Kaynak metin -
▶

Aylin Onart yazdı / ARADIĞINIZ KATİLE ŞU AN ULAŞILABİLİYOR!
Gündem, kapak tutmayan bir kaynayan kazan
misali... Yazmak için gündemdeki konuların birbirini kovalama hızını yakalamak
ne mümkün. Özellikle İzmir’deki orman yangınlarını derinlemesine ayrıca ele
almalı ancak, 5 bin hektara yayılan yani bir Karşıyaka ilçesi büyüklüğüne tekabül
ettiği belirtilen yangınlarımızın külü soğumadan yine bir kadın
vahşeti gündeme oturdu.
Kadına
vahşet...
Evet
“kadına şiddet” yeterli gelmeyen bir ifade artık, “kadına vahşet” var
memlekette...
Vahşet,
eylemden ziyade bir zihniyet. Sadece eylemi gerçekleştirene ait bir zihniyet
değil. Bu vahşice eylemleri, cinsiyet ayrımcılığını, cinsiyet eşitsizliğini,
şiddeti açıktan veya kamufle halde savunan herkestir katil... Ve azınlık da
değildir. Toplumun çoğunluğudur katil. Bu vahşeti ve her tür vahşeti
kınayanların içinde çoğunluktur.
Çoğunluktur
çünkü hakim kılınmaya çalışılan zihniyet bir tarafa, kullanılan dil, ezelden
beri atasözlerinden küfrüne kadar “kadın” üzerinden oluşturulan, peşi
sıra yıllardır getirilen politik uygulamaları yetersiz olan, boyna takılan kravata
bakarak ceza indirimi veren, rızası var denilerek tecavüzü, şiddeti uygulayanın
tarafında duran adil yargılama sistemi çürüyüp çöken, kadını sürekli
aşağılayan, kadın için şiddeti makbul gören, çocuk yaşta evlendirilen, çocuk
yaşta hamile kalan, okutulmasına izin verilmeyen kız çocuklarının günden güne
artmasına neden olan oluşumlara destek veren, ses çıkarmayan, görmezden gelenlerin,
eğitimli/eğitimsiz her profilden erkeğin özel/iş/sosyal hayatındaki kadına
fiziksel veya psikolojik şiddet uygulayanların ve buna sessiz kalanların hakim
olduğu bir toplumda yaşıyoruz. Cam tavan
sendromu bile eğitimsiz profile özgü değil malumunuz.

◀

Veri satırları -
▶

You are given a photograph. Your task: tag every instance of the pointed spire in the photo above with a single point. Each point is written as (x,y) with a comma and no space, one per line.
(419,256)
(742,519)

◀

Alıştırma 1 -
Aşağıdaki (a), (b) ve (c) ifadelerinin kadına vahşet konulu yazıyla uyuşup uyuşmadığını evet ya da hayır diye belirtin ve her yanıtı yazıdan birebir alıntılanmış belirleyici sözcüklerle destekleyin.
(a) İzmir'deki orman yangınlarının 5 bin hektara yayıldığı belirtiliyor.
(b) Yazar, "kadına şiddet" ifadesini yeterli buluyor.
(c) Yazara göre katil, toplumda bir azınlıktır.
Alıştırma 2 -
Kadına vahşet konulu yazıya göre aşağıdaki soruları yanıtlayın.
(a) İzmir'deki yangınların kapladığı alan hangi ilçenin büyüklüğüne denk düşüyor?
(b) Yazara göre vahşet, eylemden ziyade nedir?
(c) Yazıda yargı sisteminin neye bakarak ceza indirimi verdiği söyleniyor?
Alıştırma 3 -
Kadına vahşet konulu yazıyı son cümlesinden sonra kaldığı yerden sürdürün.

Alıştırma çıktısı 1 -
(a) Evet: "5 bin hektara yayılan yani bir Karşıyaka ilçesi büyüklüğüne tekabül ettiği belirtilen yangınlarımızın"
(b) Hayır: "“kadına şiddet” yeterli gelmeyen bir ifade artık"
(c) Hayır: "Ve azınlık da değildir. Toplumun çoğunluğudur katil."

Alıştırma çıktısı 2 -
(a) Karşıyaka ilçesinin büyüklüğüne.
(b) Bir zihniyet.
(c) Boyna takılan kravata.

Alıştırma çıktısı 3 -
Sözün
özü, aradığımız katile bu an ulaşılamıyor değil, aslında her an ulaşılabiliyor,
nereye bakacağımızı fark ettikten ve bildikten sonra... O yer kendi içimizden
başka bir yer değil...
* * *
Zihniyet,
eğitimsizlik, dinsel nedenler, gelenek görenekler ve nihayetinde elbette
kadınlara karşı ayrımcılığı körükleyen, içselleştiren politik yaklaşımlar,
uygulamalar belirleyicidir, her zaman. Bir kere, neden bu konuya dair hazırlanıp
meclise sunulan hemen her önerge reddedilir? Geri çevrilir? Neden? İzah edebilen var mıdır
bizi yönetenlerin ve bu önergeleri reddedenlerin içinde?
Niçin
şiddeti önleyici, kadını güçlendirici politikalar geliştirilip, uygulamaları bir an önce hayata geçirilmez de, çağ dışılığı
bir tarafa, verenin akıl sağlığını ve ahlakını sorgulatan fetva adı altında ipe
sapa gelmez sözlere, kadının nasıl dövüleceğini ekranlarda anlatan sözde vakıf
başkanlarına, uzman adı altında paketlenip sunulan meczuplara göz yumulur?
Nedir
yıllardır kadınlarla zorunuz?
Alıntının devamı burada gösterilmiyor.